◆ Exercise brief ◆
From the line containing "The locator MUST" to the end of the data, retype every line exactly and nothing else. Drop the pictures.

────

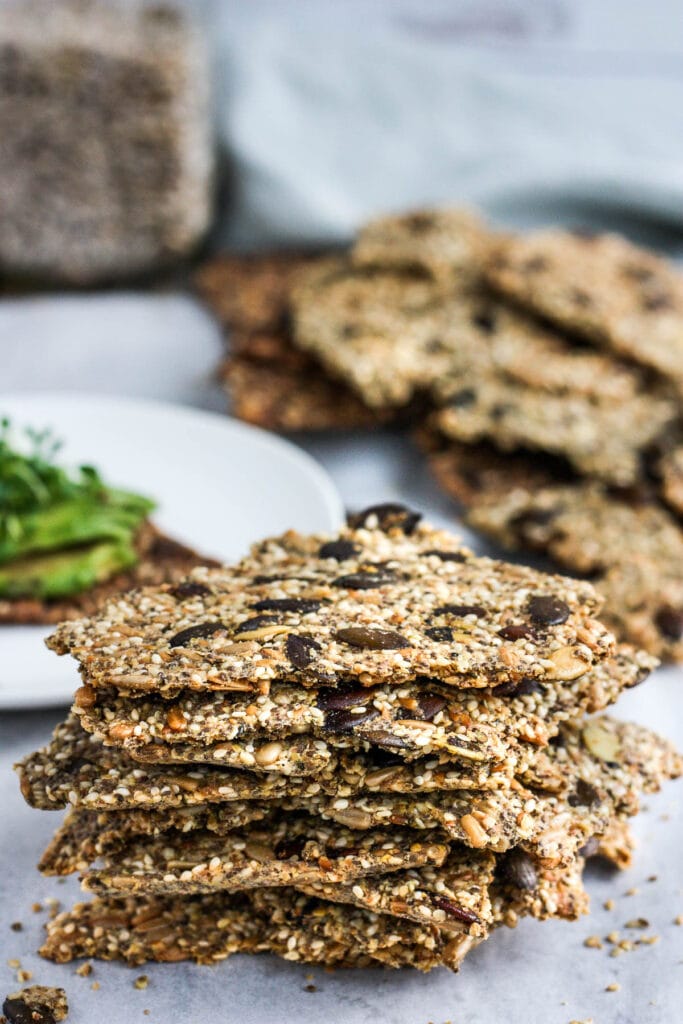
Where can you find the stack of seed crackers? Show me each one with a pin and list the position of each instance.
(371, 748)
(545, 374)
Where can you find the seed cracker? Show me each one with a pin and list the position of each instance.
(39, 1004)
(602, 287)
(289, 851)
(367, 615)
(453, 896)
(269, 382)
(209, 929)
(162, 559)
(276, 397)
(86, 836)
(377, 329)
(412, 720)
(79, 770)
(444, 243)
(671, 469)
(581, 525)
(523, 889)
(588, 429)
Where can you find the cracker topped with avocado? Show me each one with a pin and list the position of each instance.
(68, 540)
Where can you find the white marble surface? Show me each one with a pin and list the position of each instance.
(541, 974)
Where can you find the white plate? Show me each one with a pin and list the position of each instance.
(219, 484)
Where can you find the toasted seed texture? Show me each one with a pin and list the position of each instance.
(36, 1005)
(613, 293)
(582, 525)
(392, 586)
(289, 851)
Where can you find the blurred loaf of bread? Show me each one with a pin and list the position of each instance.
(105, 161)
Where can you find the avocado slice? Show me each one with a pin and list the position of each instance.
(115, 516)
(60, 531)
(61, 573)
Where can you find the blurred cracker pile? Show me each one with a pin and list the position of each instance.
(352, 750)
(107, 157)
(543, 372)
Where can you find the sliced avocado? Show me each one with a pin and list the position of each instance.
(65, 572)
(116, 516)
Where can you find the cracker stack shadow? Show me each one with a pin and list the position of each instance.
(368, 749)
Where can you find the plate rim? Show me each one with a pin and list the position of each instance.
(284, 448)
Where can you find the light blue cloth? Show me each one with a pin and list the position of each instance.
(536, 110)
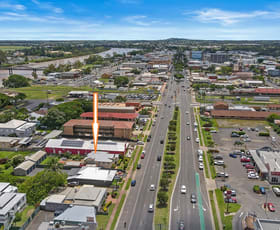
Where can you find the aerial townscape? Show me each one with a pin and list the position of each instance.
(188, 123)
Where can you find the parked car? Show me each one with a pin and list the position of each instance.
(183, 189)
(233, 155)
(219, 162)
(133, 182)
(193, 198)
(270, 206)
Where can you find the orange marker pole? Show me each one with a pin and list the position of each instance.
(95, 123)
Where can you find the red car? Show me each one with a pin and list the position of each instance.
(270, 207)
(245, 159)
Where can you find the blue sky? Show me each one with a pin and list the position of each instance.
(139, 19)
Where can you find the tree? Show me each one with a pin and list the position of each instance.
(16, 81)
(162, 198)
(121, 81)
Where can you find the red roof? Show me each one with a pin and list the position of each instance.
(267, 90)
(111, 115)
(102, 123)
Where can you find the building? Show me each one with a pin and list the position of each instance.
(18, 127)
(108, 129)
(102, 159)
(219, 57)
(241, 114)
(221, 105)
(93, 175)
(111, 116)
(86, 195)
(77, 217)
(10, 203)
(59, 146)
(268, 164)
(8, 142)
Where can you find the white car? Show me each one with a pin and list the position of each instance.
(152, 187)
(183, 189)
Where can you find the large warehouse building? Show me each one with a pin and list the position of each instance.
(111, 129)
(59, 146)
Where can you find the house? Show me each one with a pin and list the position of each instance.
(11, 202)
(93, 175)
(102, 159)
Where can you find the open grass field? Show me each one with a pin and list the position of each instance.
(39, 91)
(11, 48)
(232, 123)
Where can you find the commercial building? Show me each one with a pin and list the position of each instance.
(110, 129)
(18, 127)
(241, 114)
(93, 175)
(10, 203)
(268, 164)
(102, 159)
(86, 195)
(59, 146)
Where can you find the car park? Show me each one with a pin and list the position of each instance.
(183, 189)
(270, 206)
(193, 198)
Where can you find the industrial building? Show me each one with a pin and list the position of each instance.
(109, 129)
(59, 146)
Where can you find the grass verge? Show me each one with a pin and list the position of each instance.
(214, 211)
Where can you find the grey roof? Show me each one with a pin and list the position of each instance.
(37, 156)
(77, 214)
(25, 165)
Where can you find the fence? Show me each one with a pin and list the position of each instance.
(27, 222)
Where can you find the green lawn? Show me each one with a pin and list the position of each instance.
(214, 211)
(117, 213)
(25, 214)
(39, 91)
(102, 220)
(162, 214)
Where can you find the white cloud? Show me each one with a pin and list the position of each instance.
(226, 17)
(47, 6)
(7, 5)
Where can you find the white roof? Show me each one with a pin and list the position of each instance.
(94, 173)
(12, 124)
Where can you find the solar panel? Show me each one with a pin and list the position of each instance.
(72, 143)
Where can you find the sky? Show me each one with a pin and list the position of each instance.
(139, 19)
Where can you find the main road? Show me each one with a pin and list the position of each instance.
(194, 216)
(135, 211)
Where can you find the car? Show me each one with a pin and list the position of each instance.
(262, 190)
(151, 208)
(183, 189)
(231, 200)
(181, 225)
(152, 187)
(133, 183)
(219, 162)
(270, 206)
(193, 198)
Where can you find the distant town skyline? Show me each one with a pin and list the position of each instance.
(139, 20)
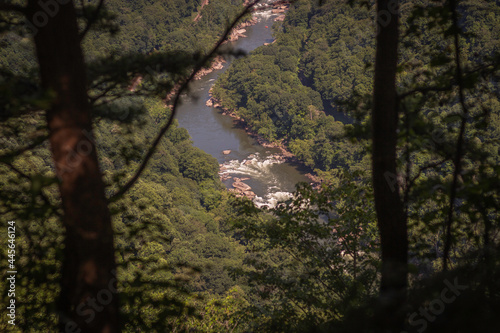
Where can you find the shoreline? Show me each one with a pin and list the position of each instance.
(284, 155)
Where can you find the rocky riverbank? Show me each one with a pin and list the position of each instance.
(283, 156)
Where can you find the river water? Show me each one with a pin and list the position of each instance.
(270, 179)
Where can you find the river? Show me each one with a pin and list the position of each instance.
(270, 179)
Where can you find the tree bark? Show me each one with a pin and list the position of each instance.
(388, 204)
(88, 297)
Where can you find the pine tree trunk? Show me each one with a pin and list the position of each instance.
(389, 207)
(88, 297)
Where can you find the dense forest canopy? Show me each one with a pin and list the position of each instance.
(187, 255)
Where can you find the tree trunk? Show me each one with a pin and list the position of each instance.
(388, 204)
(88, 297)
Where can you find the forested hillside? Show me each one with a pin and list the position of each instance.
(173, 243)
(159, 245)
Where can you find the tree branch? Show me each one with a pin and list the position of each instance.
(182, 88)
(460, 141)
(91, 19)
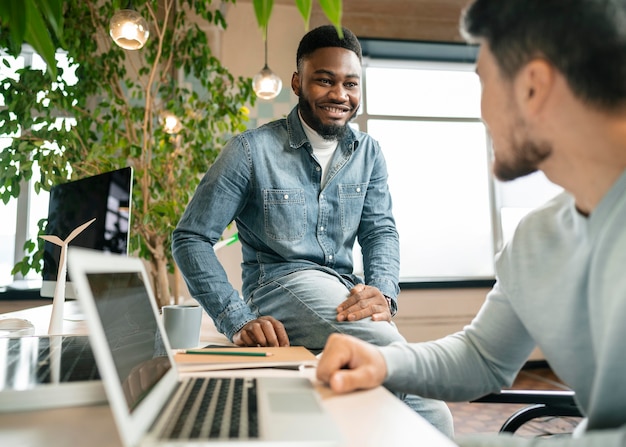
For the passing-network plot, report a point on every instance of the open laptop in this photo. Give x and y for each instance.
(142, 382)
(47, 371)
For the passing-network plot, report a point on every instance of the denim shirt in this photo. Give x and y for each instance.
(268, 181)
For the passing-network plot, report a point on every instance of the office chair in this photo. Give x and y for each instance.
(540, 403)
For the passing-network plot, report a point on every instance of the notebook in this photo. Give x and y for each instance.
(142, 381)
(47, 371)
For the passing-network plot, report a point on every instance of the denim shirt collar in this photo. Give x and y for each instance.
(298, 139)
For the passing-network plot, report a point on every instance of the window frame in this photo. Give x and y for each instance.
(378, 52)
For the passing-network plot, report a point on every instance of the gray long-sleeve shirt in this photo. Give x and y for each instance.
(561, 284)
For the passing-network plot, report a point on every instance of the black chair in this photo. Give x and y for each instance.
(540, 403)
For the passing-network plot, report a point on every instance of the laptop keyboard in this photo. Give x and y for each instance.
(215, 408)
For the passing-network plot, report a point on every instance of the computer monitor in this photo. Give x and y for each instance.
(105, 197)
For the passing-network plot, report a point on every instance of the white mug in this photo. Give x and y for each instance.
(182, 325)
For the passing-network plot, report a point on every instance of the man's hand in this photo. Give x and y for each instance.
(349, 364)
(264, 331)
(364, 301)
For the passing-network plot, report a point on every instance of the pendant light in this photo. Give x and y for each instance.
(128, 29)
(266, 84)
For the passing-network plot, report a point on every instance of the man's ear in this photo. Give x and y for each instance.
(534, 84)
(295, 83)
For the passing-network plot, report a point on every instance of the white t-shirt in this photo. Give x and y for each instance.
(323, 149)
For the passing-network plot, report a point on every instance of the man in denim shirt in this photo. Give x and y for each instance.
(301, 191)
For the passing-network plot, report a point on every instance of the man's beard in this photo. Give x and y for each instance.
(326, 131)
(527, 154)
(526, 158)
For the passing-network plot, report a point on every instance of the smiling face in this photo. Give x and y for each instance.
(516, 152)
(329, 90)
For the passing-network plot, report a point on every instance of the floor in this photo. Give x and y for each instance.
(473, 418)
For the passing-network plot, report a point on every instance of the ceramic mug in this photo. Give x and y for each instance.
(182, 325)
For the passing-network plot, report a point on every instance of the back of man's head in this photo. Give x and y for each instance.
(584, 39)
(326, 36)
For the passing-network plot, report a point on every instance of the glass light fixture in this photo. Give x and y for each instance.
(266, 84)
(171, 123)
(128, 28)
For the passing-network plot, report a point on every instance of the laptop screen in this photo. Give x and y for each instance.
(131, 332)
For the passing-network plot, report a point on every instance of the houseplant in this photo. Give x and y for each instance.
(112, 117)
(40, 22)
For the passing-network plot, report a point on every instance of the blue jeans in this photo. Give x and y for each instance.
(306, 302)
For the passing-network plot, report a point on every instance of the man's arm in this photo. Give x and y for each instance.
(379, 242)
(217, 201)
(481, 359)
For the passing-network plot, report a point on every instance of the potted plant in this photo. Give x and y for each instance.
(114, 116)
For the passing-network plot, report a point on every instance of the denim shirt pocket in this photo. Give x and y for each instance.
(284, 214)
(351, 198)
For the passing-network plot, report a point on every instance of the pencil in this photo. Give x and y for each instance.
(233, 352)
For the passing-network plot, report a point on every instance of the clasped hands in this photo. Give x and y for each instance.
(362, 302)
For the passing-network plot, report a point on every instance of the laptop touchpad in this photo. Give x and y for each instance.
(301, 402)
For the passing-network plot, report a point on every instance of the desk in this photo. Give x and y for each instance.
(366, 418)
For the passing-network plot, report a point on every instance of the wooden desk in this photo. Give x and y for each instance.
(367, 418)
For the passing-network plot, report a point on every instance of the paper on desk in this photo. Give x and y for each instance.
(285, 357)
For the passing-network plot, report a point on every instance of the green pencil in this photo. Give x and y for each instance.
(233, 352)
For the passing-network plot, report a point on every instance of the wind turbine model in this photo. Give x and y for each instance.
(56, 320)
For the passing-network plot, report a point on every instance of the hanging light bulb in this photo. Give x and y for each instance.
(266, 84)
(128, 28)
(171, 123)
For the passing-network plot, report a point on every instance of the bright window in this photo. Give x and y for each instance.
(20, 216)
(452, 215)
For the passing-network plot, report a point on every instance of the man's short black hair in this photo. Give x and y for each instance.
(584, 39)
(326, 36)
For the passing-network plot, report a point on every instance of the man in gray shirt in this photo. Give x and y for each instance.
(553, 75)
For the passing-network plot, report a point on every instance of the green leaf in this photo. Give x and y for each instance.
(263, 11)
(333, 10)
(52, 11)
(12, 13)
(38, 36)
(305, 7)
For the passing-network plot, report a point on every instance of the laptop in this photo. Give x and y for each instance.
(151, 403)
(47, 371)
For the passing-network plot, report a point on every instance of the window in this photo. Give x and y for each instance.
(20, 216)
(423, 106)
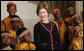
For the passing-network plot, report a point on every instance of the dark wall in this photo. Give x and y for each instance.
(62, 5)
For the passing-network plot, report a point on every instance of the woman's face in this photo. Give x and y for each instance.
(6, 40)
(43, 14)
(12, 10)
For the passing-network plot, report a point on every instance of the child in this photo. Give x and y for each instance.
(45, 32)
(24, 40)
(6, 39)
(77, 43)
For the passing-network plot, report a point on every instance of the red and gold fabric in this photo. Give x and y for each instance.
(25, 46)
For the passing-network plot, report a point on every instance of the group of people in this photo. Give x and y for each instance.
(58, 34)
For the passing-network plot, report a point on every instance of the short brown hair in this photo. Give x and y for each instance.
(42, 5)
(10, 4)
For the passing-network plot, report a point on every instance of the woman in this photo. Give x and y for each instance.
(77, 43)
(45, 32)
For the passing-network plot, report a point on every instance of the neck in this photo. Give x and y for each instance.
(45, 21)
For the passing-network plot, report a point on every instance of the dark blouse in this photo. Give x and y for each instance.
(46, 36)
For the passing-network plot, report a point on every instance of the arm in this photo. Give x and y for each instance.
(37, 37)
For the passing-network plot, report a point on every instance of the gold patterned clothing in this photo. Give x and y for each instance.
(5, 24)
(25, 46)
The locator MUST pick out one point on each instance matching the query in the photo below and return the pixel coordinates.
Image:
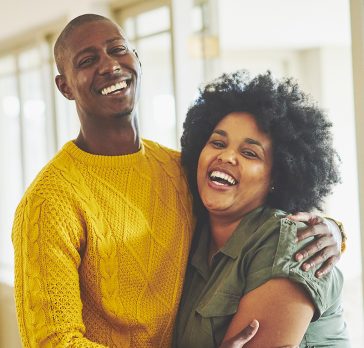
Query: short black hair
(305, 164)
(60, 45)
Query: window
(150, 33)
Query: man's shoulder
(155, 147)
(53, 177)
(161, 153)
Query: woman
(256, 150)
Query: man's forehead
(94, 33)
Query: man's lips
(115, 87)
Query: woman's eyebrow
(220, 132)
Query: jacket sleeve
(47, 289)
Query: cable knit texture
(101, 245)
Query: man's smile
(115, 88)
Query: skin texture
(300, 127)
(95, 55)
(93, 62)
(277, 305)
(239, 148)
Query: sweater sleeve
(47, 244)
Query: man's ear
(63, 87)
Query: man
(102, 235)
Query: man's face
(100, 72)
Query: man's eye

────

◆ Result of the task ◆
The locator MUST pick out one point on each instance matching the query in the photo below and return the pixel coordinates.
Image:
Query: short black hair
(305, 164)
(60, 45)
Query: window
(150, 33)
Query: man's shoulder
(155, 147)
(53, 177)
(161, 153)
Query: woman
(256, 150)
Query: man's forehead
(94, 33)
Query: man's lips
(115, 87)
Query: woman's eyebrow
(220, 132)
Query: jacket sleeve
(47, 289)
Query: cable knit texture
(101, 245)
Query: man's smile
(115, 88)
Query: skin texture
(300, 127)
(95, 55)
(93, 62)
(277, 305)
(239, 148)
Query: sweater sleeve
(47, 244)
Query: man's ear
(63, 87)
Query: man
(102, 235)
Query: man's face
(100, 72)
Query: man's eye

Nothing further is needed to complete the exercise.